- **原文**:

* * * * *

蒲郡市一色町のオーダー家具工房「木工時不知(もっこうときしらず)」代表の倉澤真さん(49)は、国画会が主催する日本最大級の公募展「第99回国展」(国立新美術館、4月30日~12日)に海の美しさを表現した椅子「水際(みずぎわ)」を初出品し、工芸部奨励賞を受賞した。20~25日に名古屋市東区の県美術館で開かれる国展の巡回展に作品を展示する。
倉澤さんは元自動車製造関連のシステムエンジニア。技術や知識を積み上げていく家具職人に興味を持ち、2000年頃に転身した。出身地の岡崎市や豊橋市で修業を積み、18年に永遠の価値があるものづくりを願って「木工時不知」を開業した。
工房を開いて5年を迎えた23年から、地域の人に親切にしてもらったことへの恩返しと地域貢献を目的に、形原地区の繊維ロープを再活用して作ったアップサイクル椅子「カタハラスツール」を昨年製作。市内の宿泊施設などに無償提供してきた。
また、海を身近に感じてもらいたいとの思いで、漂着ごみから生まれる海洋プラスチックを素材にした創作家具作品を制作。同市海陽町の「渚の交番」に展示し、作品を通して増え続けるプラスチックごみと環境問題を分かりやすく紹介してきた。
昨年9月、倉澤さんが新しいチャレンジとして作家として活動を始める中で、漂着ごみや海洋プラスチックの現状を知ろうと、沖縄県石垣市の白保海岸を訪れた。青く透き通った遠浅の海や海岸の風景を見た際、海岸に似合う家具として「水際」を思い付いた。

* * * * *

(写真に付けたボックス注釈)
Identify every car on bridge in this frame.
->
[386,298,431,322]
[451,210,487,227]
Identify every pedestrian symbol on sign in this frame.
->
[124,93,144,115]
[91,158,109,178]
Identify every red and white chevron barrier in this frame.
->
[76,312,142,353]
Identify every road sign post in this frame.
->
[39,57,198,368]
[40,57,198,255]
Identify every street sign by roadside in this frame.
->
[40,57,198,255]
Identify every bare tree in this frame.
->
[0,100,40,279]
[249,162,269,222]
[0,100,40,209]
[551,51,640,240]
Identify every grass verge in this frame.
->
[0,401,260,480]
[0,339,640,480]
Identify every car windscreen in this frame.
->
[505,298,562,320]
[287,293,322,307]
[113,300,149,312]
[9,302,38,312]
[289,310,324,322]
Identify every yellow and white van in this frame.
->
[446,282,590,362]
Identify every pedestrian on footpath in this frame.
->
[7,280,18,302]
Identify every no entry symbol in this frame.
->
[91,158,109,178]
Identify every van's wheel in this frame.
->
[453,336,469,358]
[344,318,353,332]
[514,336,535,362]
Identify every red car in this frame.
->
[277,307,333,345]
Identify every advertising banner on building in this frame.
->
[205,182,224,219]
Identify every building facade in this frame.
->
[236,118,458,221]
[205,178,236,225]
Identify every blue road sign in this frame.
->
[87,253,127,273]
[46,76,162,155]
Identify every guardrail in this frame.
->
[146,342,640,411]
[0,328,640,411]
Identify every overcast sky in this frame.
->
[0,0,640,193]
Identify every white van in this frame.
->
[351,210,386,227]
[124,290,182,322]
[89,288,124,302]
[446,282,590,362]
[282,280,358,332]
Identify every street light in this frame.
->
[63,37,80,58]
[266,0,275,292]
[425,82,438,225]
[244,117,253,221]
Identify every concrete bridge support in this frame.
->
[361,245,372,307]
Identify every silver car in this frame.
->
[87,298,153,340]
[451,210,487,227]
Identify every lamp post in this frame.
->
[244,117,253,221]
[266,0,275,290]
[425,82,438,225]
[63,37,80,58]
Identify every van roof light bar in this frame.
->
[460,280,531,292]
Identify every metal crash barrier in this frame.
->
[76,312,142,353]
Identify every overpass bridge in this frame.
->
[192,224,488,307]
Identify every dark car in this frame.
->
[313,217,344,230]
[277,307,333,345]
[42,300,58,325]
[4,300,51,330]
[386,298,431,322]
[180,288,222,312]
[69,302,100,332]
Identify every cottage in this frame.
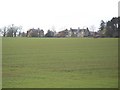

* * * * *

- **課題一覧**:
[A] 木工工房の記事のうち、「倉澤さんは元自動車製造関連の」から「施設などに無償提供してきた。」までの範囲を、両端を含めて一字一句違えずに書き写してください。
[B] 木工工房の記事によると、倉澤さんは第99回国展で何という賞を受賞しましたか。
[C] 木工工房の記事を、最後の文に続けて書き進めてください。

- **演習の結果**:
[A]
倉澤さんは元自動車製造関連のシステムエンジニア。技術や知識を積み上げていく家具職人に興味を持ち、2000年頃に転身した。出身地の岡崎市や豊橋市で修業を積み、18年に永遠の価値があるものづくりを願って「木工時不知」を開業した。
工房を開いて5年を迎えた23年から、地域の人に親切にしてもらったことへの恩返しと地域貢献を目的に、形原地区の繊維ロープを再活用して作ったアップサイクル椅子「カタハラスツール」を昨年製作。市内の宿泊施設などに無償提供してきた。

[B] 工芸部奨励賞です。

[C]
蒲郡市の工房に戻り、今まで作った椅子を参考にしながら制作した。水際は高さ43㌢、幅35㌢。座面はクリの木材を、脚には海の美しさを表現するために透明樹脂を使用した。
樹脂は加工しやすい机の表面の模様として活用されるが、「水際」では平らな座面ではなく、加工が難しい立体の脚部分に使われている。また、木材と組み合わせて強度を高めたほか、樹脂の透明度と木材の滑らかさを表現するため、紙やすりを使い分けた。
作品を通して沖縄の海の美しさや海を守り続けることへの重要性、環境問題を全国の人に伝えたいと思い、挑戦のつもりで応募した。結果、脚の部分などが評価され、将来性のある優れた作品として奨励賞受賞につながった。
倉澤さんは「今までいけなかったところも勇気を持っていける自信につながりました。受賞したから終わりではなく、より大きな目標を目指していきたい」と話した。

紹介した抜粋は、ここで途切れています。